Can you quote the entries below verbatim, from the line with "Find every puddle" to the line with "Find every telegraph", including both of those lines?

-- Start --

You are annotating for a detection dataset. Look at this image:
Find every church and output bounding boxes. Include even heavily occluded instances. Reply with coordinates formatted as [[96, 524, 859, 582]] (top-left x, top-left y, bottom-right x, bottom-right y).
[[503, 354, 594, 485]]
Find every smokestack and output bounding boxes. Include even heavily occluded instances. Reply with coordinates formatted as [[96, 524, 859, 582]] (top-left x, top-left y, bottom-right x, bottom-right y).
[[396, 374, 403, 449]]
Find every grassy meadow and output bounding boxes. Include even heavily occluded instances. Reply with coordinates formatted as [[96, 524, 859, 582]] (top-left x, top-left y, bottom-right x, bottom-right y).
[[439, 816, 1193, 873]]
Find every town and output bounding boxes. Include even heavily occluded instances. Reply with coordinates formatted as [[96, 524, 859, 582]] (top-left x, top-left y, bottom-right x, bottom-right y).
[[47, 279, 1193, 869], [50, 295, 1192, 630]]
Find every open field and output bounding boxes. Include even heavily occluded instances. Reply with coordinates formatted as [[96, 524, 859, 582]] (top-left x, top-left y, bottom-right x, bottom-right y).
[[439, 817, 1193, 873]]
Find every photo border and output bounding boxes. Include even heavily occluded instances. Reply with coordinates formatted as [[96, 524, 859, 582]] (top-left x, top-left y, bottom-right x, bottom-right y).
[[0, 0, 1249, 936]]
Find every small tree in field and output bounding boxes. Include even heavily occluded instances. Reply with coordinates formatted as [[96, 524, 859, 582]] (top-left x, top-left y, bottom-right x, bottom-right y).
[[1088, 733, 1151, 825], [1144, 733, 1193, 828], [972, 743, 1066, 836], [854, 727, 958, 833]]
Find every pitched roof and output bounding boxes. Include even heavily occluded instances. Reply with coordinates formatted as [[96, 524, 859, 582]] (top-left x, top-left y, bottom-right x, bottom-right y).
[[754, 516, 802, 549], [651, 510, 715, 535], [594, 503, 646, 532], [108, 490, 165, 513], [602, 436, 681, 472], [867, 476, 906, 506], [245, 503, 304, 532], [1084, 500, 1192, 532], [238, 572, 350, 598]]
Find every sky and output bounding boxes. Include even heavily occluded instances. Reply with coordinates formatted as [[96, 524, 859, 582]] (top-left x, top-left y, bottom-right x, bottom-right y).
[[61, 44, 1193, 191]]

-- End --
-- Start --

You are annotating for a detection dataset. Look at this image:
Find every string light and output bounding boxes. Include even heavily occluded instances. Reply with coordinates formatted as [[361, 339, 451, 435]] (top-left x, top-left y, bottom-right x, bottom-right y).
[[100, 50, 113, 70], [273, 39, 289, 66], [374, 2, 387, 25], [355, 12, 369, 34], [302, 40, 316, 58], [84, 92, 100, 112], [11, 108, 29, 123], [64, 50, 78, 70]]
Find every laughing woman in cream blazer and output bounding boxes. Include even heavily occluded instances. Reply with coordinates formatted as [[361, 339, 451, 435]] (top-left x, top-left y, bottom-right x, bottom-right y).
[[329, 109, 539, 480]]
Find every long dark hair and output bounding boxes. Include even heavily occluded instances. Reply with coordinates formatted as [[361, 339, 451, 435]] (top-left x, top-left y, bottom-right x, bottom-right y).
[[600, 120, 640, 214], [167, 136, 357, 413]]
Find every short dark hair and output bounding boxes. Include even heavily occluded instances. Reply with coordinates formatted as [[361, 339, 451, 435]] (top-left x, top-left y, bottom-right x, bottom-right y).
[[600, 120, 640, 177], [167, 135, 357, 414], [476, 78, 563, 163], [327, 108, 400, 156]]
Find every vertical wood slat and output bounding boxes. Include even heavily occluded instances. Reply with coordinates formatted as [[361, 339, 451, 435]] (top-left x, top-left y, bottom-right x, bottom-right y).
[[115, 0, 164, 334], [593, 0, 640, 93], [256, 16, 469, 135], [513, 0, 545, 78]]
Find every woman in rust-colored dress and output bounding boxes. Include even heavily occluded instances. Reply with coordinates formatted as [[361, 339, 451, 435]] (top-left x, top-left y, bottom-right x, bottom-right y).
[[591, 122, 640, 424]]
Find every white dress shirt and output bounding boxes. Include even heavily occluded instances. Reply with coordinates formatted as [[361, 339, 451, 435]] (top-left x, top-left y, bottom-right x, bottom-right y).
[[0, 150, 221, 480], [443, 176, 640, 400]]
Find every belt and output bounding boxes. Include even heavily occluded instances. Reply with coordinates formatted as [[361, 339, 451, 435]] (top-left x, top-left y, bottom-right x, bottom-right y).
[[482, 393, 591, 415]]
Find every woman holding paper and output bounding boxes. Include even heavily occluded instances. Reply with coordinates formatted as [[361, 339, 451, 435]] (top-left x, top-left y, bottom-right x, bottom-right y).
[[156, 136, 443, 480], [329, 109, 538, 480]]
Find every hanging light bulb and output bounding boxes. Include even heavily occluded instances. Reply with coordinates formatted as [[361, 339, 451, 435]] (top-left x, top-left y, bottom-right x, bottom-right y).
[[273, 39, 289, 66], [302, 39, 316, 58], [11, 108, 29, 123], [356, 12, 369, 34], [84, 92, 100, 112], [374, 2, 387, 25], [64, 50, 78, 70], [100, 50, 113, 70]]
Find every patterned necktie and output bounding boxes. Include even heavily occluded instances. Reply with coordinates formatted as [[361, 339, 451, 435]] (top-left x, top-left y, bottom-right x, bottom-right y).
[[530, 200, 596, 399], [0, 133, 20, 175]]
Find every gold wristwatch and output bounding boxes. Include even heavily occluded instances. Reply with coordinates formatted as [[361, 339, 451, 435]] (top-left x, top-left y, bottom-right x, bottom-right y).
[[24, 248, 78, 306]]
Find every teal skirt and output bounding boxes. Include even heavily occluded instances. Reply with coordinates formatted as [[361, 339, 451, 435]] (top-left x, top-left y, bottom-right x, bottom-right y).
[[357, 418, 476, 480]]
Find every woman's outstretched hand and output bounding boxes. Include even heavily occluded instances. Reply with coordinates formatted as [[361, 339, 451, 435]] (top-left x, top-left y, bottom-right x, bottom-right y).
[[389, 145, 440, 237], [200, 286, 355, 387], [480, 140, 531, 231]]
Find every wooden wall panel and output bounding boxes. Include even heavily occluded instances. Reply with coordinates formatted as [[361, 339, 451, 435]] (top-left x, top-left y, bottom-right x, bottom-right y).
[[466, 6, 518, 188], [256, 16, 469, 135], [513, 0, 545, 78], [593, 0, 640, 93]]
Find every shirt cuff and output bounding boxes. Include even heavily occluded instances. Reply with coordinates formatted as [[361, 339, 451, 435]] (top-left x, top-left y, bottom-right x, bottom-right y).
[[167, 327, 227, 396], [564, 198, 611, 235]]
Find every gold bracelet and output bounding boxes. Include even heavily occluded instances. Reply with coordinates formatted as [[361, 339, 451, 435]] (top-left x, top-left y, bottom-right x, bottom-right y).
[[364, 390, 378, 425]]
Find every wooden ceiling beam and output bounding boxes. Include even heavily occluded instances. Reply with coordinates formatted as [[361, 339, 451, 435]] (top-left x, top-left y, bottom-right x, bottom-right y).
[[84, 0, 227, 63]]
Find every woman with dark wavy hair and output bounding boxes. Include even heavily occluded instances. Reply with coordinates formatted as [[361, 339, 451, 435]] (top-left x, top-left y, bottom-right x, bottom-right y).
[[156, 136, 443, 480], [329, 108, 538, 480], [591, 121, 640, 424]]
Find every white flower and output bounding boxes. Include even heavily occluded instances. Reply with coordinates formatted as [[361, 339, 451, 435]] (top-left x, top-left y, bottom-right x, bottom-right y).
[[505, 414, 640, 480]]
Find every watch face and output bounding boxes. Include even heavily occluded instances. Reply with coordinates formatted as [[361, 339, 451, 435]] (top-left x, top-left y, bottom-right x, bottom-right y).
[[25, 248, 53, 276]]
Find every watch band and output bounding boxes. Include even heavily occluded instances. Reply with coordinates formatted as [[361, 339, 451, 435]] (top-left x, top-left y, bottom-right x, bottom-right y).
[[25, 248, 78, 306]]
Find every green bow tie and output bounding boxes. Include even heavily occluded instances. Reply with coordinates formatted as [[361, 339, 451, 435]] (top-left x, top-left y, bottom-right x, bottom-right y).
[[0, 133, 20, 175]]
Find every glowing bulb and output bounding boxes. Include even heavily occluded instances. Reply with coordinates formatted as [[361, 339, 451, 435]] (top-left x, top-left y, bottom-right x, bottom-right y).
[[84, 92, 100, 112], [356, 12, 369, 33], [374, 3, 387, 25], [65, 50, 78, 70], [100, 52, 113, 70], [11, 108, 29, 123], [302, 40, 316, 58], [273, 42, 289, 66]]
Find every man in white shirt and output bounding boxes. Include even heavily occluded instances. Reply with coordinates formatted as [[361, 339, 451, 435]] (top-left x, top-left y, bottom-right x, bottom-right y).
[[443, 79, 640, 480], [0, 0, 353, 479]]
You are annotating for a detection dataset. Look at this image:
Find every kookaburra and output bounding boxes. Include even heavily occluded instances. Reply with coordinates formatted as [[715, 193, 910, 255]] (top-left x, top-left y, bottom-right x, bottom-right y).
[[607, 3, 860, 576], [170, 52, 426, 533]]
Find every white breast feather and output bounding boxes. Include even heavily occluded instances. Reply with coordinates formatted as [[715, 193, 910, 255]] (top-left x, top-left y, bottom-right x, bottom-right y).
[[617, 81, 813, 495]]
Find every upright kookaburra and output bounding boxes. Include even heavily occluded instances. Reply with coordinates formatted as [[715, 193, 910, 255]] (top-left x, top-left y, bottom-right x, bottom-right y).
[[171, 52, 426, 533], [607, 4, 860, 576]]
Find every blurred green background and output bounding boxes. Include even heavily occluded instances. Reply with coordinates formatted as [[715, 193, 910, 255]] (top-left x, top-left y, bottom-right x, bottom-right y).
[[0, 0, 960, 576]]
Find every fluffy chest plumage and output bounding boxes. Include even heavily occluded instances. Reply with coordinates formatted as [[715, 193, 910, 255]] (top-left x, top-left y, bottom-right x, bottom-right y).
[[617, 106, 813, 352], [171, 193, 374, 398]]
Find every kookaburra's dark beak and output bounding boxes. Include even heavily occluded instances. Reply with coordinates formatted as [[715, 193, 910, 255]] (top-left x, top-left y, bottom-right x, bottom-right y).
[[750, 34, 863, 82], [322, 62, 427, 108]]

-- End --
-- Start --

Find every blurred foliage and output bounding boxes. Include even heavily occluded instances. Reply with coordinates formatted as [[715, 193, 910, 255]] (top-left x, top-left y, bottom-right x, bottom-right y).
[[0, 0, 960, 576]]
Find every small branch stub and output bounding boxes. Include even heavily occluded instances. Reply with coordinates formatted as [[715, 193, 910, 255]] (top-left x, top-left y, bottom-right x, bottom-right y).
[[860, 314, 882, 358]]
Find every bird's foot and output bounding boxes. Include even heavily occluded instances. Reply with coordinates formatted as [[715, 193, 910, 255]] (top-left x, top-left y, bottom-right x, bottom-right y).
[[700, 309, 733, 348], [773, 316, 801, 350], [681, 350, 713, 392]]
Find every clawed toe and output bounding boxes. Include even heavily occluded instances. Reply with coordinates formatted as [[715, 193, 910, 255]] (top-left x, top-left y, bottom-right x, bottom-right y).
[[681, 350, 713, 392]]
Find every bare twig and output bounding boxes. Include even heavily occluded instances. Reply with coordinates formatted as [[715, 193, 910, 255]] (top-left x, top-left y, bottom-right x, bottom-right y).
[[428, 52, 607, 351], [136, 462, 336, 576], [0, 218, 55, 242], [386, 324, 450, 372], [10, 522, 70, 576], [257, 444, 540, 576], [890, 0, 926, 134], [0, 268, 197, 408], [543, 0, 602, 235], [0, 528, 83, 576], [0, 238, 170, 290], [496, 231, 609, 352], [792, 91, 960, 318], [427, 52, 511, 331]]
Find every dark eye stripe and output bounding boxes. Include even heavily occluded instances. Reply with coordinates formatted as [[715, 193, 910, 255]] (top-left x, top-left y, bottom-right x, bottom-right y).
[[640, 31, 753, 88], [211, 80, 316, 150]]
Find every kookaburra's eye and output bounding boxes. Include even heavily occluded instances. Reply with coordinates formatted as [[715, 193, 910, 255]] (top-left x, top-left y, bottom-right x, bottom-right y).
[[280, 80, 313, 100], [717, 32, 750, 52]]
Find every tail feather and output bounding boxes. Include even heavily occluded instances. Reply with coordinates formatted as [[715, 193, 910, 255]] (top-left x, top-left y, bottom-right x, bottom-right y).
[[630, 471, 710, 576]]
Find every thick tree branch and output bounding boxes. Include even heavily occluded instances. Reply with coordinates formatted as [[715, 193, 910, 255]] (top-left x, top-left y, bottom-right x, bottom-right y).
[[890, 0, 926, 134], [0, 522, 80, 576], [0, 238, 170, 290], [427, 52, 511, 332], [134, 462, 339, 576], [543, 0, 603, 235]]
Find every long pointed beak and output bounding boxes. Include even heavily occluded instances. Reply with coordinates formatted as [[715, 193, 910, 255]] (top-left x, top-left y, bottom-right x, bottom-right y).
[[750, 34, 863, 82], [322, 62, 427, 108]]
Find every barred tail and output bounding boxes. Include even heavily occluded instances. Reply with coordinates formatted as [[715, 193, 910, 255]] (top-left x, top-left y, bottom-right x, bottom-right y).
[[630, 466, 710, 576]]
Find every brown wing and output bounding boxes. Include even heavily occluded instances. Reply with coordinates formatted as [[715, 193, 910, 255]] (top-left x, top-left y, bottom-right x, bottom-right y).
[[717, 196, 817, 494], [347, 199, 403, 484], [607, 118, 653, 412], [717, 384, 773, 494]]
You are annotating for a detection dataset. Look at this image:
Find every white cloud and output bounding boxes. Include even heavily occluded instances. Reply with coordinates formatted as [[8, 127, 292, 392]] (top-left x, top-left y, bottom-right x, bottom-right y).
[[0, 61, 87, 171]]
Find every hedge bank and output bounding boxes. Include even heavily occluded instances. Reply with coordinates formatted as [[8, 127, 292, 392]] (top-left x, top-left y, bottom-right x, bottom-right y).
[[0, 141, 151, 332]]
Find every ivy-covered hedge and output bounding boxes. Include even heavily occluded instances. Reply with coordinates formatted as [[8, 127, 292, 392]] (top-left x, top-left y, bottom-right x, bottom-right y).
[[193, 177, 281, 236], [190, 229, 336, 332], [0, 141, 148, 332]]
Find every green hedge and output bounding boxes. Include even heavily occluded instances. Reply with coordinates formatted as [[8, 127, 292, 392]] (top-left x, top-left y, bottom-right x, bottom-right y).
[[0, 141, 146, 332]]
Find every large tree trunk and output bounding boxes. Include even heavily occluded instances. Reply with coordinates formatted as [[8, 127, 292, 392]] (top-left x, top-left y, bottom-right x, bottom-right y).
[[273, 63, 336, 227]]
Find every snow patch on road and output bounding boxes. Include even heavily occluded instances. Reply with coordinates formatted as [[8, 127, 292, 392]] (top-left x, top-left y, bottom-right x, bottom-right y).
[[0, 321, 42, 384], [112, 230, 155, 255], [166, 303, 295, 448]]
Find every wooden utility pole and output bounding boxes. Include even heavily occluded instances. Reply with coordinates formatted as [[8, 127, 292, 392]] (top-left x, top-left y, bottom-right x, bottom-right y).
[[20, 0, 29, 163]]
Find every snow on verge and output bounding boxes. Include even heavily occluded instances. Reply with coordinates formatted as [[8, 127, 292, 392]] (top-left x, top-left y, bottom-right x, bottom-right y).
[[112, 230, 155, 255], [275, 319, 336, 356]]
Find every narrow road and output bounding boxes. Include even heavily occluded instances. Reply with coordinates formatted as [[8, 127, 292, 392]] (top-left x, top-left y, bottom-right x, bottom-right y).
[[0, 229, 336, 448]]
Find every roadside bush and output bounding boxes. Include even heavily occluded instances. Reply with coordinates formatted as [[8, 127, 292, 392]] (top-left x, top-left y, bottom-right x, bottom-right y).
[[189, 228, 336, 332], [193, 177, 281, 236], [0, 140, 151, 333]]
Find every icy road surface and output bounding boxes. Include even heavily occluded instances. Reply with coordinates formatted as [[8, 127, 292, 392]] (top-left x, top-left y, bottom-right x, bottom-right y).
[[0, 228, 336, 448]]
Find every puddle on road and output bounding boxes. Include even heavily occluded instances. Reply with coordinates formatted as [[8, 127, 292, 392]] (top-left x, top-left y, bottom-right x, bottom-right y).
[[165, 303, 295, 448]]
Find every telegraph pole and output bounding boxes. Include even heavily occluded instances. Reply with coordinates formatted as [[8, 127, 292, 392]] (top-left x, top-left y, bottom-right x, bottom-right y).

-- End --

• **Correct response**
Find every puddle on road and output bounding boxes. Include even heavily occluded instances. Reply with coordinates formatted as [[8, 127, 292, 392]] (top-left x, top-left y, bottom-right x, bottom-right y).
[[165, 303, 295, 448]]
Find every telegraph pole and output bounding boxes. Include even heavily occluded instances. Reply with coordinates formatted as [[8, 127, 292, 392]] (top-left x, top-left y, bottom-right x, bottom-right y).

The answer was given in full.